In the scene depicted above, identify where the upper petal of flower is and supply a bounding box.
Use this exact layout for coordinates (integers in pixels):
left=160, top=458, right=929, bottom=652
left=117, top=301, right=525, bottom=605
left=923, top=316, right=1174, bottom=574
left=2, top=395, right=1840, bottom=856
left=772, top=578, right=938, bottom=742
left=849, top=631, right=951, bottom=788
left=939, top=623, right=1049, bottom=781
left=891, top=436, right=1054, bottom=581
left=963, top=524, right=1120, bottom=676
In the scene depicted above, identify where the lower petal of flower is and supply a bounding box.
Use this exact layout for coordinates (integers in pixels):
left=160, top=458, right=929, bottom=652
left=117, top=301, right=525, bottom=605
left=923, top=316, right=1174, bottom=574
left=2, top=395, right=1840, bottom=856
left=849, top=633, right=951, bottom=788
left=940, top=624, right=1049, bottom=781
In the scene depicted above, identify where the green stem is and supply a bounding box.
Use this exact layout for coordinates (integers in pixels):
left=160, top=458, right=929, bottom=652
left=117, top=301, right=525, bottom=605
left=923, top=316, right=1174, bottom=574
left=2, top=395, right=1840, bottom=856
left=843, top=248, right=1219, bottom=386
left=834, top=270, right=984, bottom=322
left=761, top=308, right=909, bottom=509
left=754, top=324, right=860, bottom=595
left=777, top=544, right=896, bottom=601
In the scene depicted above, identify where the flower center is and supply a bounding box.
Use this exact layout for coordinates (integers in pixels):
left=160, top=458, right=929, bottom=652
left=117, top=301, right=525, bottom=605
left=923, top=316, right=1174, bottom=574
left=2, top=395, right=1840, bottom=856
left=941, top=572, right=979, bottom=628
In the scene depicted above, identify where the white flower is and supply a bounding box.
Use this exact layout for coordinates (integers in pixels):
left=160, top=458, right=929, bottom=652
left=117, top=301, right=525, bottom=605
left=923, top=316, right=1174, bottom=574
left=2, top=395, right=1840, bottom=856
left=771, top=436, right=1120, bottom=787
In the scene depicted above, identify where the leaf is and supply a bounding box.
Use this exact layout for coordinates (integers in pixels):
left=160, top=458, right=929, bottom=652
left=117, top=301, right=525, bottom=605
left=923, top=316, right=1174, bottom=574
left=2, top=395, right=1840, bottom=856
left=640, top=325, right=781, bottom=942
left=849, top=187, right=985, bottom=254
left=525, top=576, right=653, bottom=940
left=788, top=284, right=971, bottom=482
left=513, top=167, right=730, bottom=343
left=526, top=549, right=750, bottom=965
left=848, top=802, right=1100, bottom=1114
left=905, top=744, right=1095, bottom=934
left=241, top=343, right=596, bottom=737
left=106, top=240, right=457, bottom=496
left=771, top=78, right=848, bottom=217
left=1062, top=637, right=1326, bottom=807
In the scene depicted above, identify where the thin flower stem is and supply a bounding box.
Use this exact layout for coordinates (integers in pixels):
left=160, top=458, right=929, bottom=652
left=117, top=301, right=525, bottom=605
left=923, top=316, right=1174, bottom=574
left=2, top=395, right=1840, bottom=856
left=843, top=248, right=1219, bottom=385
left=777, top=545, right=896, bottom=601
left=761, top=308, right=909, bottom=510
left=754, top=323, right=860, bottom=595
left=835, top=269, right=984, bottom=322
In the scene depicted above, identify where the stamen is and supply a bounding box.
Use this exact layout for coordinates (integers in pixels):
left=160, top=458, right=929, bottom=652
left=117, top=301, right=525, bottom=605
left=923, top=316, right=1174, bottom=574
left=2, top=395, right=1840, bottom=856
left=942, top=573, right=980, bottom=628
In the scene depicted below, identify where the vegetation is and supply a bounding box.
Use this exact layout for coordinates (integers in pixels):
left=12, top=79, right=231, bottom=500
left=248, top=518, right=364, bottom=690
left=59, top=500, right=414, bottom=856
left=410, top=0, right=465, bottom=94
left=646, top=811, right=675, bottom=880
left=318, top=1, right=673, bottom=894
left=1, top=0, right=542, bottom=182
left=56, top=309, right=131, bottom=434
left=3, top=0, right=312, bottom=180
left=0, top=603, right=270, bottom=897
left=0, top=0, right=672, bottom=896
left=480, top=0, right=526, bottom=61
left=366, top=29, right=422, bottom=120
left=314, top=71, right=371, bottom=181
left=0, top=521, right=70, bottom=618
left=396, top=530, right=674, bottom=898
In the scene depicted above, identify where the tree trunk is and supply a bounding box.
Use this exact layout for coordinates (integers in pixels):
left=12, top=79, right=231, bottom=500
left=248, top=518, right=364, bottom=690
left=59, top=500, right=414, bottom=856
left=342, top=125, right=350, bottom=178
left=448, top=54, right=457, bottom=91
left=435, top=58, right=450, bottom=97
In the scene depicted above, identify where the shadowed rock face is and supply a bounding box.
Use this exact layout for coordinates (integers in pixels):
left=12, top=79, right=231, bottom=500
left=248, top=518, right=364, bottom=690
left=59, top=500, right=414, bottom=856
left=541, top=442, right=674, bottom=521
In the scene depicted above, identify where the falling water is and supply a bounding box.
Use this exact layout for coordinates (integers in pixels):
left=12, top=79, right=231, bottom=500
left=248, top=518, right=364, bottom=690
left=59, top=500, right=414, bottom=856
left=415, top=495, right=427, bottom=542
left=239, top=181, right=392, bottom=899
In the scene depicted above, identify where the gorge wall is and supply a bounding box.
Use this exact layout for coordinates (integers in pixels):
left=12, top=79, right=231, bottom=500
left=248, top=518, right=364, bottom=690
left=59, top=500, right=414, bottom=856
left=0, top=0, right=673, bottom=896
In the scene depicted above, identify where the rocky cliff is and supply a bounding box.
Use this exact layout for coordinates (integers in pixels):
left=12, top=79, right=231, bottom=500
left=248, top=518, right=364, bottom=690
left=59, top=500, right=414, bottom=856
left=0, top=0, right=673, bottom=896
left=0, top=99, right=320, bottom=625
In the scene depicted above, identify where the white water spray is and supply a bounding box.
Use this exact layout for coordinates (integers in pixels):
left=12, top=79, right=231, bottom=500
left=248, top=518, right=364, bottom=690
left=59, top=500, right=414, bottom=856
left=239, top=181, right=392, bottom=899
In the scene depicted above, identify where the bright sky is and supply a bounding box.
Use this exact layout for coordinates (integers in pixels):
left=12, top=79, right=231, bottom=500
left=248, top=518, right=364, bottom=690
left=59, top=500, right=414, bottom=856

※

Problem details
Find each line in the listing above that contains "water", and copy that line.

Solution for this problem
In the scene depicted above, identify where the falling water is and supply a bounding box.
In the scene depicted above, identify where the white water spray is and supply a bounding box.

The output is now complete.